■ BRANO MOSTRATO:
+++
LA STORIA DI INES (2) – Ines come Charlie, quando il silenzio scende sulle morti per sentenza

Il metodo adottato per far morire il “piccolo guerriero”, Charlie Gard, sta diventando in Europa un protocollo abituale, un canone medico e giudiziario. Anche per Inès, la quattordicenne francese in stato vegetativo dal giugno scorso, la Corte Europea dei Diritti Umani ha stabilito che medici e giudici del suo paese hanno preso la decisione giusta, “conforme alle disposizioni della Convenzione (dei diritti umani, ndr)”, e quindi è corretto sospendere la respirazione artificiale, e lasciarla morire, anche se i genitori si oppongono.

Come abbiamo già scritto su questo giornale, quando ne abbiamo parlato per la prima volta, Inès è viva, non ha una malattia letale, la respirazione e la nutrizione artificiale sono ancora efficaci, ma secondo i medici sono una “ostinazione irragionevole” perché secondo loro le lesioni cerebrali a seguito dell’arresto cardiocircolatorio della ragazzina sono gravissime e irreversibili, e quindi, evidentemente, in queste condizioni per lei la vita non vale più la pena di essere vissuta. Non sappiamo se e quando i medici daranno attuazione alla sentenza, ancora una volta in nome del suo miglior interesse e contro il parere di chi la ama, i suoi genitori. Ma una cosa è già evidente, e salta subito agli occhi: sulla stampa italiana, ed internazionale, la notizia è stata a malapena riportata, con pochissime eccezioni.
Solo pochi mesi dopo la morte di Charlie, che un minore venga “terminato” per sentenza o decisione medica, sospendendone i sostegni vitali, e scavalcando la volontà dei genitori, non è più considerata una notizia. Sembra non smuovere più le coscienze, e neppure riesce a mobilitare dal punto di vista emotivo: non c’è un titolo, una denuncia, nemmeno una delle tante trasmissioni tipiche della cosiddetta tv del dolore, come se fosse comunemente accettato che la vita di malati inguaribili sia a disposizione di medici e giudici, e non vale nemmeno la pena di piangerci su.
+++
■ ISTRUZIONI DA SEGUIRE: Per ciascuna affermazione stabilisci se concorda con il brano su Inès, rispondendo sì o no e riportando tra virgolette le parole del brano che lo decidono: (a) Inès ha quattordici anni; (b) i genitori di Inès sono d'accordo con la sospensione della respirazione artificiale; (c) la notizia ha trovato ampio spazio sulla stampa italiana.
+++
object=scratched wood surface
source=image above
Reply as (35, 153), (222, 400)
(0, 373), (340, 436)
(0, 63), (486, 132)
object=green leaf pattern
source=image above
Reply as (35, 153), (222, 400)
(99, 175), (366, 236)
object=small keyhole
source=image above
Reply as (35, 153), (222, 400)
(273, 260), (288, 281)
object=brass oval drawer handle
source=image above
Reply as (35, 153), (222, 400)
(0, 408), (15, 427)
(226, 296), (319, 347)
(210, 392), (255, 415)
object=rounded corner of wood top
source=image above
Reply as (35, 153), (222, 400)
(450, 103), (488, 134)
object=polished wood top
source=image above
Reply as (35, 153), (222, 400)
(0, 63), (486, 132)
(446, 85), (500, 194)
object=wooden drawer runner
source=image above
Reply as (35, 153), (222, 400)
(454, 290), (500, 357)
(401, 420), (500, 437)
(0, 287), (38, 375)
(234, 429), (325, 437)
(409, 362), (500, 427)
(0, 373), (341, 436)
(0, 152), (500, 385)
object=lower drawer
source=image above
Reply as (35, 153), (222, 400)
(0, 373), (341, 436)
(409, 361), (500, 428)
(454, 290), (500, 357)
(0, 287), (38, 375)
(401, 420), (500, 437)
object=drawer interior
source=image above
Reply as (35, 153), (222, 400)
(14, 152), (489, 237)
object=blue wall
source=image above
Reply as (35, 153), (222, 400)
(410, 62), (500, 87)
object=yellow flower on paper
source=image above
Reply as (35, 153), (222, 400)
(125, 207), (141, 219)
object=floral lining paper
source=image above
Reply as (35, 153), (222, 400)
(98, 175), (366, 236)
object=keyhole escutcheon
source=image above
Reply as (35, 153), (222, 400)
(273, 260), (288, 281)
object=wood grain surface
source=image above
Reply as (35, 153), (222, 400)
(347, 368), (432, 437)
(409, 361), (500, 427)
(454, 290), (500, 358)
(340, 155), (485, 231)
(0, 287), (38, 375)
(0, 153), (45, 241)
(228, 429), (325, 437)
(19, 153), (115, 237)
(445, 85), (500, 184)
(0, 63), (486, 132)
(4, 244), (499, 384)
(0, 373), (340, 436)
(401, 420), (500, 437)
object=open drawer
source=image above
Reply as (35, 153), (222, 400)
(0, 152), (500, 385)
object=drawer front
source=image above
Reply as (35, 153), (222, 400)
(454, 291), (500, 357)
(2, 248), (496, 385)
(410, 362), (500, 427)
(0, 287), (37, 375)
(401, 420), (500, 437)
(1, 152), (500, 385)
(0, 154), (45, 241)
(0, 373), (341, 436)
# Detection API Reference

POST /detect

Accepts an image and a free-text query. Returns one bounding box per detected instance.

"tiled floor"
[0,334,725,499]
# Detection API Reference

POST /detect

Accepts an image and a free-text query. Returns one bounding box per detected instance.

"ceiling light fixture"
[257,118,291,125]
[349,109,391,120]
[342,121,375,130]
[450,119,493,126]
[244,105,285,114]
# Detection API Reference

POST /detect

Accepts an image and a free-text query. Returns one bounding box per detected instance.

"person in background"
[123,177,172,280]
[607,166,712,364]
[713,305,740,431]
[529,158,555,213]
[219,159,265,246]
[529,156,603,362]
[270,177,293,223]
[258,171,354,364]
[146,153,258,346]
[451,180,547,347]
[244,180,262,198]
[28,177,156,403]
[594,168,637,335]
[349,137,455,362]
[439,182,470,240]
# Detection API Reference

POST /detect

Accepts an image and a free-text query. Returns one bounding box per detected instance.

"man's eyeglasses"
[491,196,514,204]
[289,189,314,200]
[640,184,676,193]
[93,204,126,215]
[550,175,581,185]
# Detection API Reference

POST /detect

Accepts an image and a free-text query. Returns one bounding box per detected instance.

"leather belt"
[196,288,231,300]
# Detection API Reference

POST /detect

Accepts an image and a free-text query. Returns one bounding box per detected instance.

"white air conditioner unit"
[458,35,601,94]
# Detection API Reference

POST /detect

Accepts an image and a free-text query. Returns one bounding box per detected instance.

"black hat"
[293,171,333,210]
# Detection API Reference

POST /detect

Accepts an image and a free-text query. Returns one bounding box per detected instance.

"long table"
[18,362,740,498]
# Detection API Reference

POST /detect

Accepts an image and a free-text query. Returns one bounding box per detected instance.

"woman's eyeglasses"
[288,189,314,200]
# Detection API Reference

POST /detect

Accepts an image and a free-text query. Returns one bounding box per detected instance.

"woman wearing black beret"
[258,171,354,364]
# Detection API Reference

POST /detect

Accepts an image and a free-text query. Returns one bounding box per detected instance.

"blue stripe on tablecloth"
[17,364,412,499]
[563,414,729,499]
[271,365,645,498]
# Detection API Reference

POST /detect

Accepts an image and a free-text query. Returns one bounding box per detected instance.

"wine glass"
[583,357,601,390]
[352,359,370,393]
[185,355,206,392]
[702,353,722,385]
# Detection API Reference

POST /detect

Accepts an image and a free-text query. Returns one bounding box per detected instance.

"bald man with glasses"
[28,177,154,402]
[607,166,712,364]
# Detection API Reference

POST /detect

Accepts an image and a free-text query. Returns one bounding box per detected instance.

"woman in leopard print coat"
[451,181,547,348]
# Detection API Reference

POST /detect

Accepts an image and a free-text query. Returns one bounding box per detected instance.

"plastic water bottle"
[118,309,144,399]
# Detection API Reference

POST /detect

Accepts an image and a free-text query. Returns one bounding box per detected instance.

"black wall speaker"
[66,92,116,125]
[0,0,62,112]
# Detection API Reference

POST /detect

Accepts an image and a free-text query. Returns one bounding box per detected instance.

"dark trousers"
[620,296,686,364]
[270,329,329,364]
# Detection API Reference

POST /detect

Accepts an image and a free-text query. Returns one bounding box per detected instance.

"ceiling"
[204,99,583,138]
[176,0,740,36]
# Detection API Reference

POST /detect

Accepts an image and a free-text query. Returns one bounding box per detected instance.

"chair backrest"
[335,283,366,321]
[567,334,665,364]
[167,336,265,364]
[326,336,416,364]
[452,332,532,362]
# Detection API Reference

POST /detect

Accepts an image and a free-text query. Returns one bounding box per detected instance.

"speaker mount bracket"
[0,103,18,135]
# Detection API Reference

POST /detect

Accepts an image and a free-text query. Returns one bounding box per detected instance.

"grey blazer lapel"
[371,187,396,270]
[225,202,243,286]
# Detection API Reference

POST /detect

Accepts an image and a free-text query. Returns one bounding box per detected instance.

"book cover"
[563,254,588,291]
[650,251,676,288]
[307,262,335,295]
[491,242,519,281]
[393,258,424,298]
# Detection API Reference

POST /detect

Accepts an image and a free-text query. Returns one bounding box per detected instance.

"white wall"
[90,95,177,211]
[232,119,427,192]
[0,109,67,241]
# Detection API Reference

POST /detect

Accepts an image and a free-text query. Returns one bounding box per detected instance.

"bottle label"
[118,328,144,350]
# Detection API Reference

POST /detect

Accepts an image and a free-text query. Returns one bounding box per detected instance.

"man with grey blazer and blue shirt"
+++
■ RISPOSTA AL COMPITO:
(a) Sì: "la quattordicenne francese in stato vegetativo dal giugno scorso".
(b) No: "anche se i genitori si oppongono".
(c) No: "sulla stampa italiana, ed internazionale, la notizia è stata a malapena riportata, con pochissime eccezioni".